**Description of the task:**
Count the lines in the records below that contain the string "tour". Case counts, and your reply should be only the number.

## START

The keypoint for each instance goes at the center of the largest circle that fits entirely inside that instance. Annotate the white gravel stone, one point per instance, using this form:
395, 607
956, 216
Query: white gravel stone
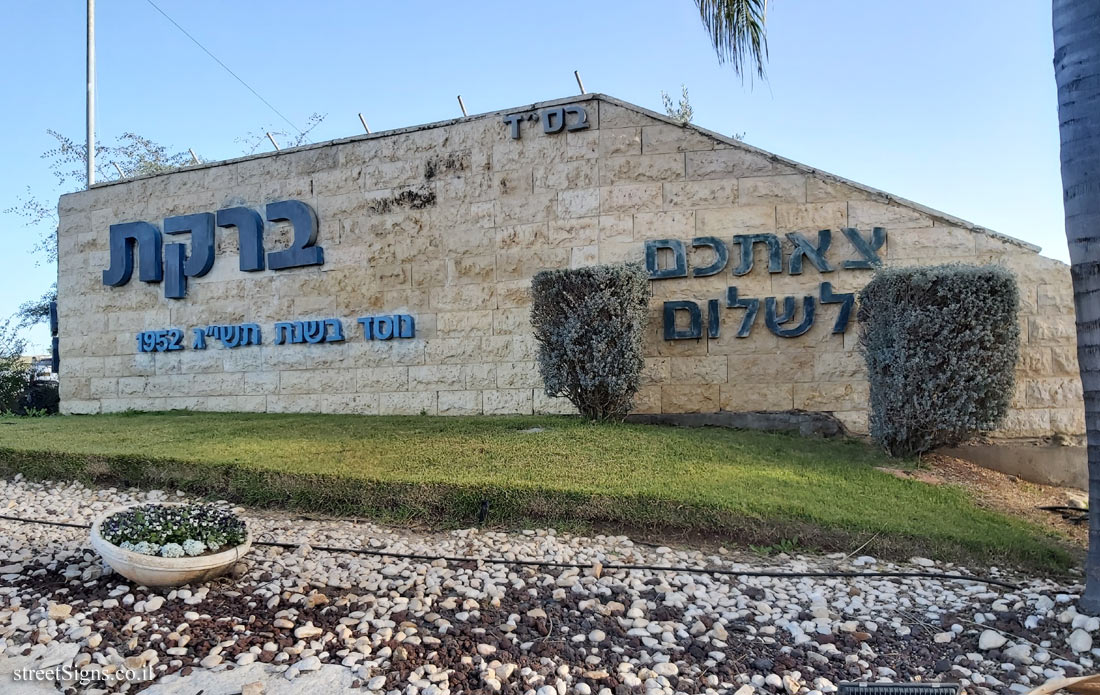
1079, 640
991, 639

## END
## START

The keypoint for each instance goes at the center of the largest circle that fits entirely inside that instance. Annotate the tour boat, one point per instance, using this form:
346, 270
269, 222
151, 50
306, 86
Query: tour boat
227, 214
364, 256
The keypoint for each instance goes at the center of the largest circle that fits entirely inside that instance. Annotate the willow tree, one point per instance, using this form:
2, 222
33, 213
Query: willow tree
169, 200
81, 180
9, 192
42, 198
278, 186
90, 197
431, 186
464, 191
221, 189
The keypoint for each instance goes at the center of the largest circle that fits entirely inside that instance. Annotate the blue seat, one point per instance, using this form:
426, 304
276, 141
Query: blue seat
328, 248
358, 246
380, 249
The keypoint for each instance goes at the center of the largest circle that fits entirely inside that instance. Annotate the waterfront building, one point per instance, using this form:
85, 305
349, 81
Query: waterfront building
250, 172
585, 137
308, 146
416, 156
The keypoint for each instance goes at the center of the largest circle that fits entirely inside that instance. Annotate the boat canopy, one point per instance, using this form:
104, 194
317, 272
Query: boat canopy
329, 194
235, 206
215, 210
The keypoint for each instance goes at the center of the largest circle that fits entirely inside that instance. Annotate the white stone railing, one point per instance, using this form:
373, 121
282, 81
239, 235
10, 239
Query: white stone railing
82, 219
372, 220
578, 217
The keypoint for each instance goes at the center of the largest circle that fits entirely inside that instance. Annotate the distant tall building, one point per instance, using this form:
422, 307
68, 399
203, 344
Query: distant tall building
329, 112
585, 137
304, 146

## END

**Exercise output:**
2